Text:
— Start —

The monograph that has just been published by the Institut français d'archéologie orientale - Tell el-Iswid 2010-2018- Les occupations naqadiennes du secteur 4 (Midant-Reynes et Buchez dir. 2024) - presents the results of the excavation of a mud-brick architecture dating from a crucial period (3200- 3100 BC) when kingship was being established in Egypt. Domestic space was rapidly transformed as lifestyles and social relationships evolved.

Illustration (Alice Cétout) d'une maison du 4eme millénaire avant notre ère

Illustration Alice Cétout

The reconstruction proposed here concerns an intermediate stage of this development (the best documented), where two buildings, each with three to four rooms, face each other on either side of a courtyard. Only the south building opened onto the courtyard. Access was via a corridor to the north, and a second entrance to the south was probably used for a time.

This reconstruction is based on all the data recorded during the excavation (wall thickness, wall connection systems, openings), which ultimately allows us to appreciate the morphology of the buildings. The function of the various domestic spaces is evoked through certain furniture, such as the ovens that were particularly numerous in certain rooms.

However, as only the base of the walls has been preserved, uncertainties inevitably remain. Particularly the shape of the roofs is open to debate, flat or with terraces where some of the activities took place? We have decided to present both possibilities.

On the other hand, the image of open spaces around the buildings is here only linked to the progress of the excavation. We need to imagine these buildings as part of a built up area whose extent and organisation still needs to be investigated further.

— End —

List of tasks:
(a) Answer these questions using the Tell el-Iswid text:
(i) What date range is given for the mud-brick architecture?
(ii) Which of the two buildings opened onto the courtyard?
(iii) What two roof shapes does the reconstruction present?
(b) Please print everything in the Tell el-Iswid text from "This reconstruction is" down to "present both possibilities.", with nothing changed.
The listing after this is separate material, unrelated to the Tell el-Iswid text.

Data supplied:
— Start —

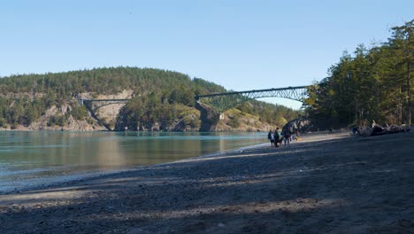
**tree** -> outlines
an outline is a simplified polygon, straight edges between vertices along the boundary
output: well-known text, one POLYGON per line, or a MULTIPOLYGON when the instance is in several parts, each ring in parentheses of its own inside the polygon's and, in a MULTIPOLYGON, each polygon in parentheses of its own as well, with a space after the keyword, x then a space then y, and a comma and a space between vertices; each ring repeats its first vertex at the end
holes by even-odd
POLYGON ((414 62, 414 20, 406 22, 401 27, 394 27, 393 38, 390 44, 395 51, 395 55, 401 58, 400 65, 404 65, 406 69, 406 106, 407 124, 411 124, 411 72, 414 62))

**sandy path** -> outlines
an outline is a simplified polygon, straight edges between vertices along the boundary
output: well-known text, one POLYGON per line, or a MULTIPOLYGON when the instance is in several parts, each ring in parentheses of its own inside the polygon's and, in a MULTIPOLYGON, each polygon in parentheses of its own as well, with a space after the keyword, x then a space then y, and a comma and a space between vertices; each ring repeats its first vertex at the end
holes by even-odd
POLYGON ((414 132, 315 135, 0 196, 0 233, 413 233, 414 132))

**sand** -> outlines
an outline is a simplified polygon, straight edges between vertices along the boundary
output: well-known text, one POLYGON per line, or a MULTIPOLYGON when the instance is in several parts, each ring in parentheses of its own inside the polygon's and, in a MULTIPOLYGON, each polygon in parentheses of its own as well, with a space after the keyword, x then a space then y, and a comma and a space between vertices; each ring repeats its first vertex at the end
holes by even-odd
POLYGON ((310 135, 3 194, 0 233, 414 233, 414 132, 310 135))

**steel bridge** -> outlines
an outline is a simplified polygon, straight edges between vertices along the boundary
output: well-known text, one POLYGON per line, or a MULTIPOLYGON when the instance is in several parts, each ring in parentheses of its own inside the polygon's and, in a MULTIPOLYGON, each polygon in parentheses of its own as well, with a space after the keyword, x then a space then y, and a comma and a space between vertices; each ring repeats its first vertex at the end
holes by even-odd
POLYGON ((211 106, 219 113, 223 113, 239 104, 260 98, 283 98, 303 102, 303 99, 308 97, 307 90, 308 86, 296 86, 241 92, 214 93, 196 96, 196 100, 198 103, 211 106))
POLYGON ((112 104, 126 104, 129 100, 131 99, 78 99, 78 102, 96 113, 97 109, 103 106, 112 104))

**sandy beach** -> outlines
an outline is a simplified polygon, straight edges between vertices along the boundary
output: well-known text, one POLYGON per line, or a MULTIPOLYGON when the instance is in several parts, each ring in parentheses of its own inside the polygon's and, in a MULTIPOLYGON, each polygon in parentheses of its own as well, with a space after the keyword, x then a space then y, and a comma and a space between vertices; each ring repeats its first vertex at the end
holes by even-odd
POLYGON ((414 233, 414 132, 309 135, 3 194, 0 233, 414 233))

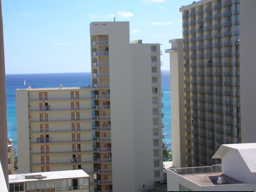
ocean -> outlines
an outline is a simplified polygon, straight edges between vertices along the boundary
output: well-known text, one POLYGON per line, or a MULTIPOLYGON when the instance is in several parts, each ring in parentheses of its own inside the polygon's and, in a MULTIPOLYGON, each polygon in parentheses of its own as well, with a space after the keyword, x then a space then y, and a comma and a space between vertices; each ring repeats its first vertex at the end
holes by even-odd
MULTIPOLYGON (((162 92, 163 93, 162 102, 163 103, 164 107, 162 108, 162 112, 164 116, 163 118, 163 123, 165 127, 163 129, 163 134, 164 136, 163 140, 169 144, 169 147, 171 149, 169 71, 163 71, 163 75, 161 81, 163 84, 162 87, 162 92)), ((15 149, 17 148, 15 95, 16 89, 27 88, 29 85, 32 88, 38 88, 58 87, 60 85, 65 87, 86 87, 87 85, 91 85, 90 72, 6 74, 6 78, 8 138, 13 140, 15 149), (24 86, 24 83, 25 80, 26 85, 24 86)))

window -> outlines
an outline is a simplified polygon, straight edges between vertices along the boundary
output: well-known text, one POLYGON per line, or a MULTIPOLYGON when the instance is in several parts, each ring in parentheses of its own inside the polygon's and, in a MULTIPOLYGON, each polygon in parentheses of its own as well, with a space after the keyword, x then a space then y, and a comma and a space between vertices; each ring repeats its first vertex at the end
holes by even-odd
POLYGON ((160 177, 160 172, 155 171, 154 172, 155 177, 160 177))
POLYGON ((157 72, 157 67, 156 67, 156 66, 152 67, 152 73, 154 72, 156 73, 157 72))
POLYGON ((154 129, 153 130, 153 135, 158 135, 159 134, 158 129, 154 129))
POLYGON ((159 167, 159 161, 154 161, 154 166, 155 167, 159 167))
POLYGON ((154 119, 153 120, 153 124, 154 126, 158 126, 158 119, 154 119))
POLYGON ((159 151, 158 150, 155 150, 154 151, 154 156, 159 156, 159 151))
POLYGON ((158 109, 153 109, 153 114, 158 114, 158 109))
POLYGON ((159 141, 158 140, 154 140, 154 146, 159 146, 159 141))

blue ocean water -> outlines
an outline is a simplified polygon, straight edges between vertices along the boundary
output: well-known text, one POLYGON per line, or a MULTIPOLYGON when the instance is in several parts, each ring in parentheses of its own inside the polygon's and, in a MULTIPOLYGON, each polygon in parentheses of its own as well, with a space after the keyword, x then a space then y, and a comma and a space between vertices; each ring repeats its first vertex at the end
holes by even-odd
MULTIPOLYGON (((163 133, 165 138, 163 141, 170 144, 171 148, 171 105, 170 97, 170 72, 163 71, 161 81, 163 87, 162 92, 163 97, 162 102, 164 107, 162 108, 164 118, 163 122, 165 128, 163 133)), ((14 147, 17 148, 16 100, 15 92, 17 89, 26 88, 30 85, 32 88, 58 87, 60 85, 63 87, 86 87, 91 85, 91 72, 56 73, 43 74, 7 74, 6 100, 7 106, 7 123, 8 138, 13 141, 14 147), (26 80, 26 85, 24 86, 26 80)))

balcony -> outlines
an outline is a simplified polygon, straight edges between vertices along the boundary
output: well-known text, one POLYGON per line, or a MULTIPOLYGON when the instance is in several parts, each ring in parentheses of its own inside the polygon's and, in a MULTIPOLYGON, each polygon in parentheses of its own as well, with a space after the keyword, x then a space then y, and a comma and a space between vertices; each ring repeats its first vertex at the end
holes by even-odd
POLYGON ((232 21, 226 21, 223 23, 223 26, 224 27, 228 27, 229 26, 231 26, 232 25, 232 21))
POLYGON ((93 84, 93 87, 95 88, 109 89, 109 84, 93 84))
POLYGON ((212 7, 208 7, 204 9, 204 11, 205 11, 205 13, 209 12, 209 11, 212 11, 212 7))
POLYGON ((202 32, 204 31, 204 27, 199 27, 197 28, 197 32, 202 32))
POLYGON ((195 15, 196 15, 196 12, 195 11, 191 12, 190 13, 189 13, 189 17, 194 16, 195 15))
POLYGON ((76 149, 59 149, 46 150, 30 150, 30 154, 39 155, 41 154, 63 154, 73 153, 94 153, 98 151, 97 148, 78 148, 76 149))
POLYGON ((189 26, 189 23, 188 22, 185 22, 182 24, 182 27, 187 27, 189 26))
POLYGON ((31 165, 40 165, 47 164, 69 164, 74 163, 93 163, 97 162, 98 159, 78 159, 72 158, 62 159, 60 159, 49 160, 46 161, 32 160, 30 161, 30 164, 31 165), (76 162, 75 162, 76 161, 76 162))
POLYGON ((109 62, 93 63, 93 67, 109 67, 109 62))
POLYGON ((213 9, 214 10, 217 9, 221 9, 221 3, 217 4, 215 5, 214 6, 213 6, 213 9))
MULTIPOLYGON (((213 28, 214 29, 219 29, 220 28, 221 28, 222 27, 222 24, 221 23, 217 23, 217 24, 215 24, 213 26, 213 28)), ((214 38, 216 38, 215 37, 215 36, 214 36, 214 38)), ((220 37, 218 37, 218 38, 220 38, 220 37)))
POLYGON ((205 18, 205 22, 210 21, 212 20, 212 16, 208 16, 205 18))
POLYGON ((225 91, 224 92, 225 96, 233 96, 233 91, 225 91))
POLYGON ((231 16, 232 15, 232 11, 228 11, 223 13, 223 17, 225 17, 231 16))
POLYGON ((182 15, 182 18, 188 18, 188 14, 184 14, 182 15))
POLYGON ((212 30, 212 25, 210 25, 209 26, 206 26, 205 27, 205 30, 206 31, 209 31, 210 30, 212 30))
POLYGON ((108 51, 93 52, 92 56, 93 57, 108 56, 109 56, 109 52, 108 51))
MULTIPOLYGON (((233 116, 233 111, 225 111, 224 113, 225 115, 228 115, 228 116, 233 116)), ((232 123, 229 123, 229 121, 225 121, 225 124, 228 126, 233 126, 233 122, 232 123)))
POLYGON ((204 36, 200 36, 197 37, 197 41, 204 41, 204 36))
POLYGON ((195 25, 197 24, 197 21, 195 20, 192 20, 189 22, 189 25, 195 25))
POLYGON ((62 143, 72 142, 93 142, 94 141, 93 137, 89 138, 45 138, 41 139, 30 139, 30 144, 37 143, 62 143))
POLYGON ((96 41, 92 42, 92 46, 108 45, 108 41, 96 41))
POLYGON ((191 55, 190 55, 190 59, 197 59, 197 55, 196 54, 191 55))
POLYGON ((224 72, 224 76, 233 76, 233 72, 232 71, 225 71, 224 72))
MULTIPOLYGON (((233 123, 233 122, 232 122, 233 123)), ((225 131, 225 134, 226 135, 230 135, 230 136, 234 136, 234 133, 232 131, 228 131, 227 130, 226 130, 225 131)))
POLYGON ((197 41, 197 38, 196 37, 193 37, 190 38, 190 42, 195 42, 197 41))
POLYGON ((204 13, 204 9, 199 9, 197 11, 197 15, 202 14, 204 13))
MULTIPOLYGON (((80 127, 76 128, 75 127, 51 127, 50 129, 46 128, 44 129, 29 129, 30 133, 63 133, 74 131, 95 131, 98 129, 102 128, 105 127, 80 127)), ((109 127, 110 130, 110 127, 109 127)))
POLYGON ((93 73, 93 78, 109 78, 109 73, 93 73))
POLYGON ((223 7, 226 7, 227 6, 230 6, 232 5, 232 0, 226 0, 226 1, 223 3, 223 7))
POLYGON ((231 57, 232 56, 232 52, 228 51, 224 52, 224 57, 231 57))
POLYGON ((217 14, 213 16, 213 18, 214 19, 218 19, 219 18, 221 18, 222 17, 222 15, 221 15, 221 13, 218 13, 217 14))
POLYGON ((202 50, 204 49, 204 45, 199 45, 197 46, 197 49, 198 50, 202 50))

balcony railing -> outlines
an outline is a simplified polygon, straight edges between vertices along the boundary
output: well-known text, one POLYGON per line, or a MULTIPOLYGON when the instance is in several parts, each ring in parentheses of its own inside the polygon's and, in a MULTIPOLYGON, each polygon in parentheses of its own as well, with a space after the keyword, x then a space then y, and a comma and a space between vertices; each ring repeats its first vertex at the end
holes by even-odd
POLYGON ((109 62, 93 63, 93 67, 108 67, 109 66, 109 62))
POLYGON ((74 153, 93 153, 98 151, 97 148, 78 148, 78 149, 60 149, 55 148, 48 150, 30 150, 30 155, 37 155, 40 154, 61 154, 74 153))
POLYGON ((30 144, 36 143, 59 143, 70 142, 92 142, 94 141, 93 137, 89 138, 45 138, 38 139, 30 139, 30 144))
POLYGON ((108 41, 93 41, 91 43, 92 46, 96 45, 108 45, 108 41))
POLYGON ((92 55, 93 57, 108 56, 108 51, 93 52, 92 55))
POLYGON ((221 172, 221 165, 215 165, 205 167, 175 168, 169 170, 178 175, 189 175, 221 172))
POLYGON ((110 116, 94 116, 87 117, 56 117, 49 118, 29 118, 29 122, 54 122, 61 121, 91 121, 92 120, 110 120, 110 116))
POLYGON ((108 78, 109 77, 109 73, 93 73, 93 77, 95 78, 108 78))
POLYGON ((77 159, 73 158, 62 159, 59 159, 49 160, 46 161, 35 160, 30 161, 30 165, 38 165, 43 164, 68 164, 72 163, 93 163, 98 161, 97 159, 84 158, 77 159))

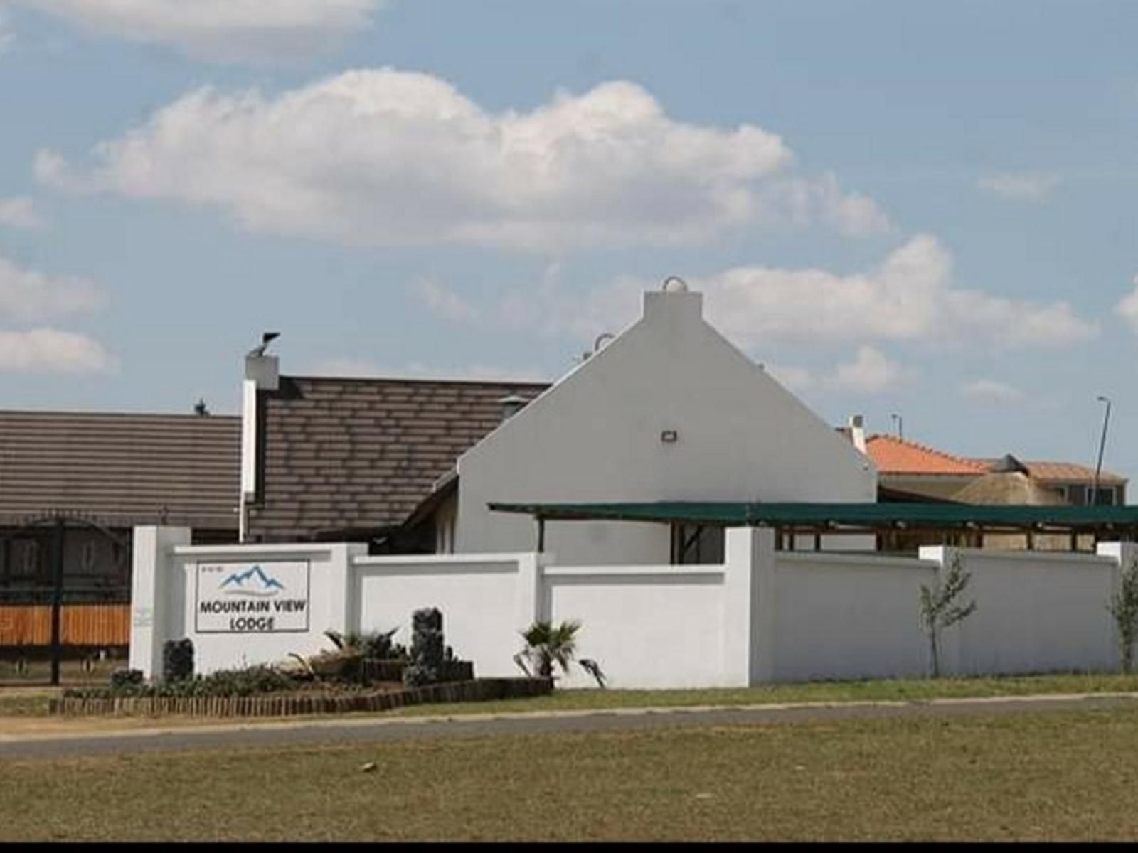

— End —

Exercise solutions:
(a)
(i) 3200–3100 BC.
(ii) The south building.
(iii) Flat roofs, or roofs with terraces where some of the activities took place.

(b)
This reconstruction is based on all the data recorded during the excavation (wall thickness, wall connection systems, openings), which ultimately allows us to appreciate the morphology of the buildings. The function of the various domestic spaces is evoked through certain furniture, such as the ovens that were particularly numerous in certain rooms.

However, as only the base of the walls has been preserved, uncertainties inevitably remain. Particularly the shape of the roofs is open to debate, flat or with terraces where some of the activities took place? We have decided to present both possibilities.